▶ [Kutipan]:
Senin, 14 November 2011

ILMU BUDAYA DASAR : BUDAYA LEBARAN ATAU RAMADHAN

KEBUDAYAAN PADA SAAT LEBARAN ATAU RAMADHAN

NAMA   : Taufan Arief Alamsyah
NPM      :17211036
KELAS    : 1EA01


    Hari raya idul fitri merupakan sesuatu yang bersifat kebiasaan (akan terulang dari tahun ketahun) dan perayaan lebaran jatuh pada tanggal 1 Syawal yang selalu dirayakan seluruh umat Islam di dunia, pada waktu kecil saya sering melihat budaya lebaran (idul fitri) yang paling menarik adalah budaya silaturahmi antar keluarga, tetangga dan teman, tetapi saat ini ada pergeseran budaya yang sebagian masyarakat, khususnya anak muda di waktu lebaran menghabiskan di tempat pariwisata atau bentuk hiburan lainnya, inilah suatu pergeseran budaya dalam kehidupan masyarakat dalam menyambut hari raya idul fitri.

    Budaya yang menjadi kebiasaan di tengah-tengah kehidupan masyarakat di hari lebaran yaitu kebiasaan hal yang baru, dari situ membentuk budaya konsumerisme tinggi dalam kehidupan masyarakat, sehingga kita sering melihat masyarakat berbondong-bondong beli baju baru, kerudung baru, celana baru atau bentuk yang sejenisnya yang bersifat baru, peristiwa ini merupakan kebiasaan yang terjadi di tengah-tengah kehidupan masyarakat, sehingga dapat dipastikan para pedagang banyak meraup untung di hari menjelang lebaran ini.

   Budaya lebaran adalah pembaharuan atau bisa di sebut kembali kepada kesucian, sehingga di manfaatkan sebagian masyarakat untuk membeli sesuatu yang baru berupa materi yang di anggap perlu untuk menyambut lebaran, bahkan bagi masyarakat jawa dalam menyambut tamu dengan memberikan makanan ringan (jajanan) yang tersedia di kotak-kotak yang ada di ruang tamu dan juga memberikan minuman tea, kopi, sirup atau minuman yang lainnya, sebagai bentuk penyambutan tamu di waktu lebaran dalam budaya masyarakat setempat.

▶ [Segmen Data]:
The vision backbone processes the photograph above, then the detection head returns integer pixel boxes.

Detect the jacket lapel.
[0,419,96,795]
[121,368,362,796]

▶ [Perintah 1]:
Sebutkan semua barang baru yang menurut kutipan tentang budaya lebaran dibeli masyarakat secara berbondong-bondong.
▶ [Perintah 2]:
Tuliskan bagian kutipan tentang budaya lebaran persis seperti aslinya, dimulai dari "NAMA   : Taufan" dan diakhiri dengan "raya idul fitri.".
▶ [Perintah 3]:
Jawablah pertanyaan berikut berdasarkan kutipan tentang budaya lebaran.
(a) Pada tanggal berapa perayaan lebaran jatuh?
(b) Siapa yang dapat dipastikan banyak meraup untung menjelang lebaran?
(c) Di mana masyarakat Jawa menyediakan makanan ringan untuk tamu?

▶ [Jawaban Tugas 1]:
baju baru, kerudung baru, celana baru

▶ [Jawaban Tugas 2]:
NAMA   : Taufan Arief Alamsyah
NPM      :17211036
KELAS    : 1EA01


    Hari raya idul fitri merupakan sesuatu yang bersifat kebiasaan (akan terulang dari tahun ketahun) dan perayaan lebaran jatuh pada tanggal 1 Syawal yang selalu dirayakan seluruh umat Islam di dunia, pada waktu kecil saya sering melihat budaya lebaran (idul fitri) yang paling menarik adalah budaya silaturahmi antar keluarga, tetangga dan teman, tetapi saat ini ada pergeseran budaya yang sebagian masyarakat, khususnya anak muda di waktu lebaran menghabiskan di tempat pariwisata atau bentuk hiburan lainnya, inilah suatu pergeseran budaya dalam kehidupan masyarakat dalam menyambut hari raya idul fitri.

▶ [Jawaban Tugas 3]:
(a) Tanggal 1 Syawal.
(b) Para pedagang.
(c) Di kotak-kotak yang ada di ruang tamu.